## Problem details
Output the lines below starting at the one containing "Can you find the interior" and ending at the one containing "point(522, 226)", including both, copied with no changes.

##### Task material #####

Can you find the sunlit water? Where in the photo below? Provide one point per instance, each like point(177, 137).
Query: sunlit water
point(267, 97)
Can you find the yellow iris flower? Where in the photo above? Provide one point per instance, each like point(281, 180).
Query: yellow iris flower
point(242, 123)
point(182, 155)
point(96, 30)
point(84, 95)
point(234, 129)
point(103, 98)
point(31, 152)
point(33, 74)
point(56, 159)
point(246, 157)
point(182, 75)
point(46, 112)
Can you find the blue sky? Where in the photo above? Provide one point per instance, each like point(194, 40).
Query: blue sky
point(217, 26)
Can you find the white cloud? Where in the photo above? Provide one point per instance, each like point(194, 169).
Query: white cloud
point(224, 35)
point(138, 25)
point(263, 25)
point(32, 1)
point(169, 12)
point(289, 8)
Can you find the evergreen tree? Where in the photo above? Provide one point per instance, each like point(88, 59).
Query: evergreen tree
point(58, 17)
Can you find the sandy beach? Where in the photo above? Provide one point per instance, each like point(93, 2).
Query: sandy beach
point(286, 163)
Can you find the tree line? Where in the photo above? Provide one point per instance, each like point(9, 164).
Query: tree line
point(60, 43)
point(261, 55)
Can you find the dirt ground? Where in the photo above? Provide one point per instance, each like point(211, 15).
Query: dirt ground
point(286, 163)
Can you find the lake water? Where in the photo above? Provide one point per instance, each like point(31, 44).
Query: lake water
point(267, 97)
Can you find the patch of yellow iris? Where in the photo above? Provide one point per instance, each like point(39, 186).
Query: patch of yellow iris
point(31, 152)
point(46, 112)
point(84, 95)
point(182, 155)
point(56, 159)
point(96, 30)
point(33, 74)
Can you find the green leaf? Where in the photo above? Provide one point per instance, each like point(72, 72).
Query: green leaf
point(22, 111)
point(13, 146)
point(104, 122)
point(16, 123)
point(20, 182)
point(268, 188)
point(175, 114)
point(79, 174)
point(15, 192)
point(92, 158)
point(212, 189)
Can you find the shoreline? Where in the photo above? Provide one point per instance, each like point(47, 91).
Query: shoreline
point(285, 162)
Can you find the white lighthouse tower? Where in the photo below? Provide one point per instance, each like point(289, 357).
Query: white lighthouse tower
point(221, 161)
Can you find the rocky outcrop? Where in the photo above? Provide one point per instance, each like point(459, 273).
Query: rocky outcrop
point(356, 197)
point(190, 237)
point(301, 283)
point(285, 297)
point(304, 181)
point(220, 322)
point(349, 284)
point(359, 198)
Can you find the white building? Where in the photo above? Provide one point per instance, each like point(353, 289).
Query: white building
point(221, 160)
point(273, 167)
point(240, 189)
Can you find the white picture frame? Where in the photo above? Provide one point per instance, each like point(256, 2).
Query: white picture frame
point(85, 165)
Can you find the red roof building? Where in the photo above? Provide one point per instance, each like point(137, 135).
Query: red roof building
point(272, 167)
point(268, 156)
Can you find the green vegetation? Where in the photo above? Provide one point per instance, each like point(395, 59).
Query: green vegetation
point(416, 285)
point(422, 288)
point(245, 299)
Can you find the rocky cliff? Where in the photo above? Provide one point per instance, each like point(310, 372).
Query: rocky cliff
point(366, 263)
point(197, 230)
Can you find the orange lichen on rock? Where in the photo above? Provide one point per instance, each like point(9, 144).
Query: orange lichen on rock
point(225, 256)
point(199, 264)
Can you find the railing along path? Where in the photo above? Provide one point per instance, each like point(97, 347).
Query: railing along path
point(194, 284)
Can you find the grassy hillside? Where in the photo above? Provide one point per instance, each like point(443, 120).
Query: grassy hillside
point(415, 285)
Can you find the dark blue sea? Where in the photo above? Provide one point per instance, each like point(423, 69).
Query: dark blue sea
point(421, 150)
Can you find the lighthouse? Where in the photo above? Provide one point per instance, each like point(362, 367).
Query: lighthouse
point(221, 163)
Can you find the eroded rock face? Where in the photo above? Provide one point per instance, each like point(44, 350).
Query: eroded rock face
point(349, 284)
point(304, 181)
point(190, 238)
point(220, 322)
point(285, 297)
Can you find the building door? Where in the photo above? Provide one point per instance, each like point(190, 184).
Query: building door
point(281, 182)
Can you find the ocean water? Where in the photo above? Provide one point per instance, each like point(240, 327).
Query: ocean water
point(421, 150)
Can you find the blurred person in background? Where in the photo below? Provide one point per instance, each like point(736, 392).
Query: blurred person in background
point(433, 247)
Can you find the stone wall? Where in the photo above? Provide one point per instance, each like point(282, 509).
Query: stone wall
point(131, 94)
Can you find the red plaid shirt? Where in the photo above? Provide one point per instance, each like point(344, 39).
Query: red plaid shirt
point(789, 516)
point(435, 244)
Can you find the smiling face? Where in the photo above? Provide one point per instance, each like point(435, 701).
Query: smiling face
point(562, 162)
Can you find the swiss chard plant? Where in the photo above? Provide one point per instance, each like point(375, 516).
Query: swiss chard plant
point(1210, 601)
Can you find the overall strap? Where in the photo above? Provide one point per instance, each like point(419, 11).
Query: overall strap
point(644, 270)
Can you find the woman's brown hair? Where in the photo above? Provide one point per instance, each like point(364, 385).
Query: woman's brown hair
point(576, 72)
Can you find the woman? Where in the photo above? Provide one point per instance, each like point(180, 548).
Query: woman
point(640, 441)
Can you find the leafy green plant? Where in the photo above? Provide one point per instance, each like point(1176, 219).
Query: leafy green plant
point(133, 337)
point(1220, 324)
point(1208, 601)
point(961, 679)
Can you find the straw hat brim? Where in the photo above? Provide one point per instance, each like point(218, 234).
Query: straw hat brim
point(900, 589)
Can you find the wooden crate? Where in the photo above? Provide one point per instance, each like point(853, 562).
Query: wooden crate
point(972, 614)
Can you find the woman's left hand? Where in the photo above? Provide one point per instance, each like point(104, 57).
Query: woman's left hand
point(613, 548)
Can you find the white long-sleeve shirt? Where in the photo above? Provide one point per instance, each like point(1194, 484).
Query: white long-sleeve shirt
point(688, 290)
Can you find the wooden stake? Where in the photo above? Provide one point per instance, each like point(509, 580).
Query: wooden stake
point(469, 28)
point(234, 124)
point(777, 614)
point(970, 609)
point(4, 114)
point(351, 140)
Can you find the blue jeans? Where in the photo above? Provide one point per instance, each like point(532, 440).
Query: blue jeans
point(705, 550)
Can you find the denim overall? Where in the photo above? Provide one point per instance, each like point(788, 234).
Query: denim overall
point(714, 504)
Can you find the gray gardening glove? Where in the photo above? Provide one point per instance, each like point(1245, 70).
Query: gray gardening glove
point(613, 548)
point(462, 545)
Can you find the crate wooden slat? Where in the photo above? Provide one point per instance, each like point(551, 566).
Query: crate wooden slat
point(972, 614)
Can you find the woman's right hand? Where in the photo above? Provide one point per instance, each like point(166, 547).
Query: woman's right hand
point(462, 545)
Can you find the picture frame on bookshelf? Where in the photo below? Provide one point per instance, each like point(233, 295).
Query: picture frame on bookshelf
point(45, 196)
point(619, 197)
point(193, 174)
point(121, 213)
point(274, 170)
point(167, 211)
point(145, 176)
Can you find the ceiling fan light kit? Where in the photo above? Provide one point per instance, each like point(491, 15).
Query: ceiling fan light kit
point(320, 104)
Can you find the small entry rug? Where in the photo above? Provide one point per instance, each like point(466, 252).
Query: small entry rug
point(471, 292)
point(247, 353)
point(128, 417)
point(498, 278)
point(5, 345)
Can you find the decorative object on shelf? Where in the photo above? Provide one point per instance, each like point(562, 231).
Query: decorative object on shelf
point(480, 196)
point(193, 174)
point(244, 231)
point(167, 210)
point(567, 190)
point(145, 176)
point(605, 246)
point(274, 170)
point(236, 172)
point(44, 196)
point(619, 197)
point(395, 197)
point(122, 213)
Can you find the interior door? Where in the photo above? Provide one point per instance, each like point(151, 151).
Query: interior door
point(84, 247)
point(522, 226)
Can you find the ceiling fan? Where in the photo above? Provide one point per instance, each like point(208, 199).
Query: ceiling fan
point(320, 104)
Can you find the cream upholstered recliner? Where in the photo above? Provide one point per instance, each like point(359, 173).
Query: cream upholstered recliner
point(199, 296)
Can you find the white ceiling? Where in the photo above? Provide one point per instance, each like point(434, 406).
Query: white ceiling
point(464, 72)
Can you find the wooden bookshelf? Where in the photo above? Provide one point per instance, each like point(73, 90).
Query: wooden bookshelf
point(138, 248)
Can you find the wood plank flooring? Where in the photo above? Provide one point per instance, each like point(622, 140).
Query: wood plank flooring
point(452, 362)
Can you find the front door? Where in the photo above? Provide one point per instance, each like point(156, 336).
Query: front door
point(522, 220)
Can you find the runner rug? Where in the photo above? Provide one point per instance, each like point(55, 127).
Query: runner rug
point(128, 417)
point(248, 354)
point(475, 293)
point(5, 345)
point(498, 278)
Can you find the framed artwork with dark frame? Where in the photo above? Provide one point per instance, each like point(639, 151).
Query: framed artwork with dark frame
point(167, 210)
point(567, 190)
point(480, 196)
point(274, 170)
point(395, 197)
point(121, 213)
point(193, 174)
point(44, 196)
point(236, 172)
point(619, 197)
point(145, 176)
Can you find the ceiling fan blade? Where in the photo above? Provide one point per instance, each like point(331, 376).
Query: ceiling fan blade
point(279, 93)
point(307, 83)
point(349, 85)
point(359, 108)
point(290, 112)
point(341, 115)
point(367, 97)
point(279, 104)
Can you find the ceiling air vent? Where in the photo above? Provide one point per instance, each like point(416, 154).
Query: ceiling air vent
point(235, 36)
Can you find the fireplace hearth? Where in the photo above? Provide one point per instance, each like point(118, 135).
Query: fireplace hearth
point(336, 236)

#####

## Answer for this exercise
Can you find the interior door? Where in the photo above? Provide one point per instance, each like point(151, 151).
Query: interior door
point(84, 247)
point(522, 226)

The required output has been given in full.